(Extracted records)
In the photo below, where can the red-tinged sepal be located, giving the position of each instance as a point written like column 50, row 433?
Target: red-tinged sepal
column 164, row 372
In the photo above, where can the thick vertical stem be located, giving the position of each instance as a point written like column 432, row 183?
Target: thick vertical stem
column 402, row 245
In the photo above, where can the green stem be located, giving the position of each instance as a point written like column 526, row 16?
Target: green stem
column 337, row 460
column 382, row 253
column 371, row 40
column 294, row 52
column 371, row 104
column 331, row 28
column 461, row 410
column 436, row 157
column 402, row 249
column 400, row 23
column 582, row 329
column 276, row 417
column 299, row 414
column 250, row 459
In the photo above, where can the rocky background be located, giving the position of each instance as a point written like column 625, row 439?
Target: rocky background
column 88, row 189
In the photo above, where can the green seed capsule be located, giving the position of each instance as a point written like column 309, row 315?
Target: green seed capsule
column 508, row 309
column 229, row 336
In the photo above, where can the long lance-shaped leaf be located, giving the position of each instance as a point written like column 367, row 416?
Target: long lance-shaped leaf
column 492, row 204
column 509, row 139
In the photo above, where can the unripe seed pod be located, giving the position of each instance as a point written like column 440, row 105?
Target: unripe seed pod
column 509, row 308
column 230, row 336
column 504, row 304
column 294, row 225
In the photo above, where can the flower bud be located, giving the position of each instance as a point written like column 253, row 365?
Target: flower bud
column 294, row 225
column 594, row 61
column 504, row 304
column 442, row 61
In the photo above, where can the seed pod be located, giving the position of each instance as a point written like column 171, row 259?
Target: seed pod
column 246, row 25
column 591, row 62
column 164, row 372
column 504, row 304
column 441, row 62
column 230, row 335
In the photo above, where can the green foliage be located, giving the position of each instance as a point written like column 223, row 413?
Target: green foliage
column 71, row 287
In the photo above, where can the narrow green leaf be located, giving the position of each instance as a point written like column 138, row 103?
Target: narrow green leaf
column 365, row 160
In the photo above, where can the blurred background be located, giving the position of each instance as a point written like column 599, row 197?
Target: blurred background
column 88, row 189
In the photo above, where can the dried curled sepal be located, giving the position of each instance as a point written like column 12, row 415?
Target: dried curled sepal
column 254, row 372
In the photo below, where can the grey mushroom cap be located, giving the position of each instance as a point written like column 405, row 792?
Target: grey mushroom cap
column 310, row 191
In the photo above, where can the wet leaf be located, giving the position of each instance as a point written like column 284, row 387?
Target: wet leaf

--- ACTION ITEM ---
Some lines of the data may hold the word "below". Say how many do, with nothing else.

--- SOLUTION TO THIS TASK ---
2